*** Source information Section Begins ***

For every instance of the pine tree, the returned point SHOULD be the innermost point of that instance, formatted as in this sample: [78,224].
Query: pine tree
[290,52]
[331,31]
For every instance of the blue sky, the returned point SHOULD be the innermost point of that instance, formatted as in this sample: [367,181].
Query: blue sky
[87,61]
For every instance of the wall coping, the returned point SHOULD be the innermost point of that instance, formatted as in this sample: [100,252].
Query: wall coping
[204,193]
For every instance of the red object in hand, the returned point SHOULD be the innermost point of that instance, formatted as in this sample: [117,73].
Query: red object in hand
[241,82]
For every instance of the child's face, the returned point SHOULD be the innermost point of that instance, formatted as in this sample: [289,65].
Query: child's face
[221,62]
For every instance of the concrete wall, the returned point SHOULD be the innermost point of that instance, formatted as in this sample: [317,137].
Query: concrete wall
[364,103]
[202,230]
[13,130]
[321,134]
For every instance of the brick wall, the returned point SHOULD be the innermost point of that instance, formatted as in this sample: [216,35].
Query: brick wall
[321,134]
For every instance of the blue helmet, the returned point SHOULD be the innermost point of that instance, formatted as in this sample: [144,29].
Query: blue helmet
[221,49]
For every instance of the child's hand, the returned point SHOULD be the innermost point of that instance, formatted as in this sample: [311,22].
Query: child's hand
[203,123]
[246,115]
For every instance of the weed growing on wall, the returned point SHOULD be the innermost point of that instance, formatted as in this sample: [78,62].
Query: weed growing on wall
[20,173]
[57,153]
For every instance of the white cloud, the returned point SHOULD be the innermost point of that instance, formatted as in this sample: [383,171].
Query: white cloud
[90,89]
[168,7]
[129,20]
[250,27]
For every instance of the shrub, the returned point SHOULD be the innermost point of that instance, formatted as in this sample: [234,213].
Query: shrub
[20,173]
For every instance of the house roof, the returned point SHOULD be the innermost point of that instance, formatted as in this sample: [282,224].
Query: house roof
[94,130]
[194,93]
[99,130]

*** Source information Section Ends ***

:: What is required ::
Starting at the line that contains "Query: wall coping", retype each remaining line of the records exactly; that line and the last line are both included.

:: Your solution ::
Query: wall coping
[204,193]
For every instance of the red object in hand, the returned point SHOULD be the innermost point of that instance, formatted as in this sample: [117,73].
Query: red object in hand
[241,82]
For every instance of the child's face, the returned point SHOULD be the innermost point of that instance, formatted as in this sample: [289,65].
Query: child's face
[221,62]
For every instance of the concrete wall, the returned point SHOULD be the innermost point of that instance, formatted as in this sample: [317,137].
Query: concrete wall
[364,103]
[202,230]
[13,130]
[321,134]
For every instance of the brick wall, the returned point SHOULD be the innermost point of that instance, formatted as in this sample: [216,35].
Query: brick wall
[321,134]
For every instance of the blue helmet, the returned point SHOULD be the innermost point of that instance, formatted as in this sample: [144,29].
Query: blue helmet
[221,49]
For every instance of the child's hand, the returned point SHOULD be the innermost point of that instance, formatted as in this sample: [311,22].
Query: child's hand
[203,123]
[246,115]
For every instance of the weed growing on wall, the returned point SHOULD be the innermost point of that instance, formatted as in this sample: [78,62].
Query: weed growing on wall
[20,173]
[57,153]
For every instance of the white cloud, the returned point SHOULD be the innermost point of that instance, formatted as in this sample: [383,171].
Query: white cloud
[90,89]
[168,7]
[129,20]
[250,27]
For every instance of the shrub, the returned point SHOULD be the innermost point of that instance, formatted as in this sample: [234,213].
Query: shrub
[20,173]
For every instance of the house roof, the returned point SHOULD be the innermost point of that instance, formatted as in this sample: [282,224].
Query: house roof
[94,130]
[194,93]
[99,130]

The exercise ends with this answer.